▼

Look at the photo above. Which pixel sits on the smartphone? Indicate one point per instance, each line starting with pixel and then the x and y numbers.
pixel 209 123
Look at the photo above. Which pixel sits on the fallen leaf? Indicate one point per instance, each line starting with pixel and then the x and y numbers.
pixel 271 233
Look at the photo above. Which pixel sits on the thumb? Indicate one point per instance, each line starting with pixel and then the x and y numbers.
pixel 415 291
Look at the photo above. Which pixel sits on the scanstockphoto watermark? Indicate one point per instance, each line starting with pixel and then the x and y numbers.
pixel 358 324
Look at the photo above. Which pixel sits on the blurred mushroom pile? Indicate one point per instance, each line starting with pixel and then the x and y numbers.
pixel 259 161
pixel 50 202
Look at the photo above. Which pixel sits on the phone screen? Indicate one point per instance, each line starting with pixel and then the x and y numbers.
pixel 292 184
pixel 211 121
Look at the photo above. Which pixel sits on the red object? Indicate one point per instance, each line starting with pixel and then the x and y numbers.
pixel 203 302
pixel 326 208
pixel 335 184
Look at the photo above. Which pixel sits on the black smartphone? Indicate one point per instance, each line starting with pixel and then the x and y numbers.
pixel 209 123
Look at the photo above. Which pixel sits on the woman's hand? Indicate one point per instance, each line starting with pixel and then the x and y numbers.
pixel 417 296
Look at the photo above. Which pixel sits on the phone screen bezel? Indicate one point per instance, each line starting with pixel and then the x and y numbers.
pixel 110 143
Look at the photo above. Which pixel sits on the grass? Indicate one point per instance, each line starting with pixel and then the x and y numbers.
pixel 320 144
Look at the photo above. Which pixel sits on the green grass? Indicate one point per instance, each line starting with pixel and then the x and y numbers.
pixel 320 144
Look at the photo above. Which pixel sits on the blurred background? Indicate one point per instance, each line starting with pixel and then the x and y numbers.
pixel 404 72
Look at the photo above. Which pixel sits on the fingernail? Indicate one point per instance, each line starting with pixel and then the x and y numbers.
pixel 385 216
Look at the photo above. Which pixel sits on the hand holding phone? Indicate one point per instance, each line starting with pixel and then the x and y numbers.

▲

YOUR ASSIGNMENT
Please make an exact copy of the entries, down to the last character.

TASK RESPONSE
Look at the photo above. Which pixel sits on the smartphone? Indicate one point per instance, each line starting with pixel and then the x and y numbers.
pixel 209 123
Look at the photo above. Which pixel sits on the fallen leaf? Indicate one point per instance, each line starting with pixel and then the x and y numbers.
pixel 271 233
Look at the photo above. Which pixel sits on the thumb? Indicate one point per instance, each line starting with pixel and then the x and y numbers.
pixel 415 291
Look at the photo above. Which pixel sits on the scanstockphoto watermark? Indicate one point per instance, each line starting with pixel and then the x and y numbers.
pixel 358 324
Look at the photo above. Which pixel sits on the blurred mushroom pile? Indicate one point per instance, each line starting with pixel and then the x and y numbers.
pixel 259 161
pixel 50 202
Look at the photo above. Which pixel sits on the phone screen? Indicate one point per instance, each line starting with pixel and then the x and y numbers.
pixel 292 184
pixel 211 121
Look at the photo above. Which pixel sits on the red object? Indicate one point per instance, each line starting with pixel and then the x and y numbers.
pixel 203 302
pixel 326 208
pixel 335 184
Look at the photo above. Which pixel sits on the black smartphone? Indicate one point per instance, each line starting with pixel and then the x and y numbers.
pixel 209 123
Look at the photo above. Which pixel sits on the woman's hand? Indicate one point per instance, each line starting with pixel and then the x and y numbers.
pixel 417 296
Look at the photo above. Which pixel sits on the phone screen bezel? Indicate one point per instance, each line starting with pixel and then the x and y numbers.
pixel 110 143
Look at the photo above. Which pixel sits on the grass? Indicate one point per instance, each line starting with pixel and then the x and y numbers.
pixel 320 144
Look at the photo above. Which pixel sits on the green grass? Indicate one point per instance, each line starting with pixel and then the x and y numbers.
pixel 320 144
Look at the photo above. Which pixel sits on the blurred background? Indicate one point per instance, each line starting with pixel and then the x and y numbers.
pixel 404 72
Look at the photo above. Which pixel sits on the fingernail? Indicate one point per instance, each line starting with pixel and then the x and y numbers.
pixel 385 216
Look at the photo above. Which pixel sits on the hand holding phone? Indicate one point per instance, each line starting with pixel and then the x and y numbers.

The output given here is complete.